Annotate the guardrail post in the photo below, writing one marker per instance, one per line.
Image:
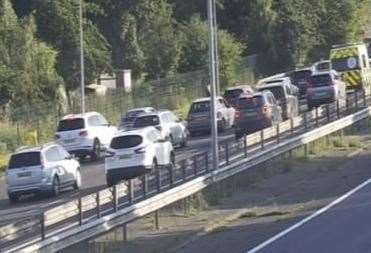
(145, 184)
(184, 170)
(227, 153)
(171, 174)
(245, 145)
(158, 179)
(42, 225)
(157, 224)
(292, 125)
(125, 232)
(195, 165)
(364, 98)
(114, 197)
(328, 112)
(207, 161)
(131, 191)
(80, 214)
(317, 121)
(97, 200)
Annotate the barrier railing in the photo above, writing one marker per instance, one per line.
(88, 208)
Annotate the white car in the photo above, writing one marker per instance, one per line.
(136, 152)
(42, 169)
(167, 123)
(84, 135)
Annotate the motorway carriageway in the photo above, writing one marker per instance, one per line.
(93, 180)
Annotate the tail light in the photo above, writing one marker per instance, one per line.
(109, 154)
(83, 133)
(237, 114)
(140, 150)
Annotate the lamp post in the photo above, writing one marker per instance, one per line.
(213, 82)
(82, 68)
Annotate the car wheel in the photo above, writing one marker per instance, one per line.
(96, 151)
(55, 187)
(110, 182)
(13, 198)
(77, 184)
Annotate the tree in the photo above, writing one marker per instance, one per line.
(195, 46)
(27, 66)
(58, 25)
━━━━━━
__TASK__: Pictures in the records should not appear in your copy, but everything else must be transcribed exactly.

__OUTPUT BELOW__:
Annotate the guardrail post in the photo below, writing one marker per instance, one per line.
Image:
(145, 184)
(184, 170)
(227, 153)
(171, 174)
(245, 145)
(158, 179)
(42, 225)
(157, 224)
(292, 125)
(125, 232)
(195, 165)
(364, 98)
(114, 197)
(328, 112)
(207, 161)
(131, 191)
(80, 214)
(317, 121)
(97, 200)
Annotate the barrier railing in the photo above, writing one marker per instance, one per line.
(88, 208)
Annotate the white car in the photo above, writing one marker per instance, one per line.
(136, 152)
(42, 169)
(167, 123)
(84, 135)
Annotate the motorway carriageway in the photo above, writing one marker per instance, one per line.
(93, 180)
Annotate the tail light in the photo above, writing one marker per instance, one per line.
(109, 154)
(83, 133)
(237, 114)
(140, 150)
Annotate the lamp post in the photo above, writing one marker per instance, one per line.
(213, 82)
(82, 68)
Annotate the car wheel in the photo above, writing one marker per instance, one per line.
(96, 151)
(55, 187)
(110, 182)
(13, 198)
(77, 184)
Annotate the tree in the photo above, writing one marker per instance, one per line.
(195, 46)
(27, 66)
(58, 25)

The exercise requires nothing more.